--- Start Article ---
My Best Teaching Is One-on-One

一対一が僕のベスト

Of course, I team teach and do special lessons, etc.

当然、先生方と共同レッスンも、特別レッスンの指導もします。

But my best work in the classroom is after the lesson is over --
going one-on-one,
helping individual students with their assignments.

しかし、僕の一番意味あると思っている仕事は、講義が終わってから、
一対一と
個人的にその課題の勉強を応援することです。

It's kind of like with computer programs, walking the client through hands-on.
The job isn't really done until the customer is using the program.

まあ、コンピュータプログラムにすると、得意先の方に出来上がった製品を体験させるようなことと思います。
役に立たない製品はまだ製品になっていないと同様です。

Saturday, September 12, 2015

Inanimacy -- One of the Weird Things about Teaching English Grammar in Japan

One of my lead teachers is using a book called Grammar 80 or something like that.

It presents 80 examples of applied English grammar that some Japanese teachers of English seem to think need special attention.

I don't think the book itself is bad. It has issues. Any attempt to write such a book on budget and get it on the market is going to have issues. Some of the issues in the orginal printing have been addressed, or even fixed. Some remain.

I do not think the school that employs me is bad for using the book as a textbook. Well, not especially bad. It's typical of the things private schools do here, and the practice is, unfortunately, spreading to public schools. (Such as my daughter's school. Ick. The things I have to fix when she comes home. Talk about pushing that stone up that hill.

Teaching to the tests is not my present topic.

(You know, I'm sure Kate Bush was channeling Sisyphus when she did that song. Oh. Some people will think that video is not safe for work, I guess. I'm an aging dancer. To me it's more about responsibility in relationships in general than about sex in particular, but I do admit explaining that to some teen-agers is difficult.)

No, teaching to the tests is not my present topic. I think I've blogged about tests before, but I only find an incomplete post in the summer English blog from two years ago. Looking in the wrong places, maybe.

Tests are supposed to be an adventure. But that is not what I'm talking about.

The unit from Grammar 80 that inspired this rant was on the topic of inanimacy in English: 無生物主語、 or inanimate subjects.

Example:
Weather prevented the airplane from taking off. 
This seems to be a surprise to Japanese academics because "preventing" is something people do, not something the weather should do.

According to their incomplete dictionaries.

Another example:
How fast computers develop! New computers enable us to do a lot more work than last year's models.
Now I've fixed those examples, and I'll return to their original form shortly.

But what is this?

English is a language in which animacy, if it was ever a grammatical principle in the old language, has almost entirely disappeared. Some point to gender diferentiation as a vestige of animacy, but that is a theory.

Just a theory.

Animacy is a principle in Japanese grammar, yes.

But the problem is that dictionaries fail to provide sufficient definition, fail to point to both the animate and inanimate corrolary vocabulary and idiom in Japanese. Or that students don't look far enough.

We are wasting two hours of high school students' valuable time talking about examples of theoretical issues that are better the topic of post-graduate theses.

Ten words of explanation, two example sentences, move on to more important things.

And then there is this example about "my father preventing me from marrying an actor". Well, I guess, if they are going to use this as an excuse to demonstrate uses of "prevent", it's a good example, even though it seems to reach beyond the unit title.
--- End Article ---
--- Start Source data ---
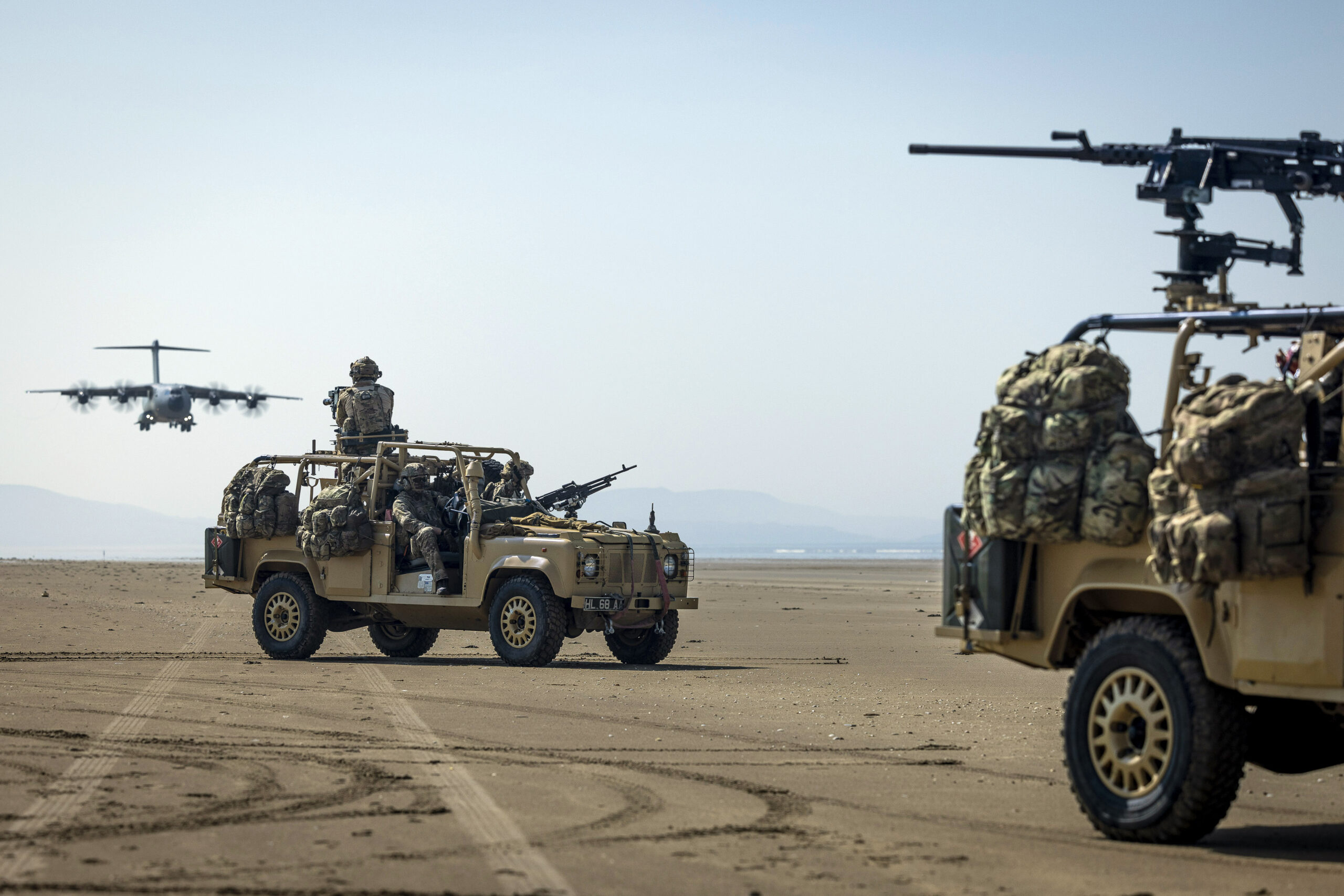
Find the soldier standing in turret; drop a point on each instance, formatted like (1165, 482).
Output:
(365, 407)
(511, 483)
--- End Source data ---
▶ Things to do
- A) Answer these questions from the blog post.
(i) What does the writer call his best work in the classroom?
(ii) How many examples of applied English grammar does the book used by one of the writer's lead teachers present?
(iii) How much of high school students' time does the writer say is being wasted?
- B) Based on the blog post, say yes or no to each statement, and quote the words that decide it.
(i) The writer thinks the book itself is bad.
(ii) The writer states that animacy is a principle in Japanese grammar.
(iii) The writer found a complete post about tests in the summer English blog.

▶ In response
- A)
(i) Going one-on-one after the lesson is over and helping individual students with their assignments.
(ii) 80.
(iii) Two hours.

- B)
(i) No: "I don't think the book itself is bad."
(ii) Yes: "Animacy is a principle in Japanese grammar, yes."
(iii) No: "I only find an incomplete post in the summer English blog from two years ago."